● **Your task**: Restate word for word the lines of the entries below, starting with the line that holds "Objective — for every instance of the winged" and ending with the line that holds "Objective — for every instance of the monument plinth, place", and no others.

(Stored entries)
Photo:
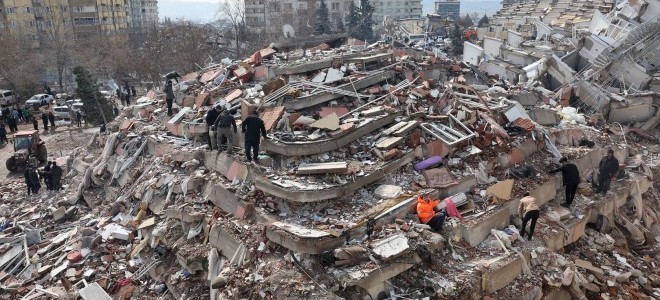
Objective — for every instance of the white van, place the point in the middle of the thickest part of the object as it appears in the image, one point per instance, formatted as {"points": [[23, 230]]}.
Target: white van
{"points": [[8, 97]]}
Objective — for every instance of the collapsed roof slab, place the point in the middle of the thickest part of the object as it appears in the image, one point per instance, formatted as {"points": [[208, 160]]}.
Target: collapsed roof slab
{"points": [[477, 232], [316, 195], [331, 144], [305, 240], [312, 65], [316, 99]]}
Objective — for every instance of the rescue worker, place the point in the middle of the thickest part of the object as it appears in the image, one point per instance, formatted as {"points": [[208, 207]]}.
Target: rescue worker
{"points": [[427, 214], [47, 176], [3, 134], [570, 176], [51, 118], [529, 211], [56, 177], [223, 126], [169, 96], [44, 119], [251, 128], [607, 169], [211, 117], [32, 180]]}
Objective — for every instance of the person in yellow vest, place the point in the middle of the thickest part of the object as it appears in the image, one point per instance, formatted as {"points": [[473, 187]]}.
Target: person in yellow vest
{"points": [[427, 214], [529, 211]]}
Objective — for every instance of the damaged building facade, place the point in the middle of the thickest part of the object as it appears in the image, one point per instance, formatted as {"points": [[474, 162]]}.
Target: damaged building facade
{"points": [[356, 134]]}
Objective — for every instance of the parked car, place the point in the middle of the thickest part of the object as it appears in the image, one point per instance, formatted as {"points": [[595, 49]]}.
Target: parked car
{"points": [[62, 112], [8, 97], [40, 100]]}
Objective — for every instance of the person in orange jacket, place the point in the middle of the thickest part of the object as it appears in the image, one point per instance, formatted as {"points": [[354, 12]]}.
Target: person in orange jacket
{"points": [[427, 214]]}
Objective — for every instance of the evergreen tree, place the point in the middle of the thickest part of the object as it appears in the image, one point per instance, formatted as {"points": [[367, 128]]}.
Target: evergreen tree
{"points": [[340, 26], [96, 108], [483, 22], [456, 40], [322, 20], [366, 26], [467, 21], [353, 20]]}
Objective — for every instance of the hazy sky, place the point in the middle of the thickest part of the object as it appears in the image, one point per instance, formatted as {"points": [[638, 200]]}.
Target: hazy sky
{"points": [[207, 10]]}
* * *
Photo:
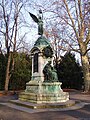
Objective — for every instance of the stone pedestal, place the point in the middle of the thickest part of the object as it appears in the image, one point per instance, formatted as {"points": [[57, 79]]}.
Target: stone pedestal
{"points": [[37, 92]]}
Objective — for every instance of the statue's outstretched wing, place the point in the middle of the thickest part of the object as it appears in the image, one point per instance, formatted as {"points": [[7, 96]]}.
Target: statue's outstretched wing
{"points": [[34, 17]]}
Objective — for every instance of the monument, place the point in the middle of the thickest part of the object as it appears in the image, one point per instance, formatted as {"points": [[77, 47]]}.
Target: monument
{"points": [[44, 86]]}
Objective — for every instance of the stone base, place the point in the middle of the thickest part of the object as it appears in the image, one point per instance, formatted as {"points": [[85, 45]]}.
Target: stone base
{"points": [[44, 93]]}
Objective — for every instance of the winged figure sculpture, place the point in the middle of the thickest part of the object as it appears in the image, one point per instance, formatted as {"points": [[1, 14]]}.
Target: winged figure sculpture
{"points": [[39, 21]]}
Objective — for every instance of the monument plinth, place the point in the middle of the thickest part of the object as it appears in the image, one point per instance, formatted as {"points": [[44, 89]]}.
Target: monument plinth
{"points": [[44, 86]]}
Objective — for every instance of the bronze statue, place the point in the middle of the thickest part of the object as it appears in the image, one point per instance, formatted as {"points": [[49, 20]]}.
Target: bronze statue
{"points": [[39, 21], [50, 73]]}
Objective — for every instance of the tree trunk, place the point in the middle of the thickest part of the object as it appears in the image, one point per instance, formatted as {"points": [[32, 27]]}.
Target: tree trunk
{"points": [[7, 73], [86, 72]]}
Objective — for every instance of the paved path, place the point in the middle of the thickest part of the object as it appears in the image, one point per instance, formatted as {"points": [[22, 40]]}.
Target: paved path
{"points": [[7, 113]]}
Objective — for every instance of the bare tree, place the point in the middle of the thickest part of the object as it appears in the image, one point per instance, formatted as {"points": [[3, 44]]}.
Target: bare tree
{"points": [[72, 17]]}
--
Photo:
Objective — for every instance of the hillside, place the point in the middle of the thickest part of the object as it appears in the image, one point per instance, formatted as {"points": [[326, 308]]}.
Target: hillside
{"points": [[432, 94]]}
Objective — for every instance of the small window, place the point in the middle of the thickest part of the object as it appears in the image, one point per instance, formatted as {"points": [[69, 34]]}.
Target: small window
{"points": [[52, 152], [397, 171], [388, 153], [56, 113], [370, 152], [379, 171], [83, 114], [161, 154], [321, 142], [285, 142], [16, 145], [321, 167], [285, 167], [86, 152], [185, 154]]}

● **Exercise response**:
Objective — for every instance of the winged figure sculpture, place the point in the middle of the thickest part of the object as it appears in the image, one point per instance, formatted as {"points": [[1, 14]]}.
Target: winged figure sculpture
{"points": [[39, 21]]}
Objective — for every instance of the monument plinth, place the point in the middle of the thickest part of the object as it appears in the image, one point per instance, formatted as {"points": [[44, 89]]}.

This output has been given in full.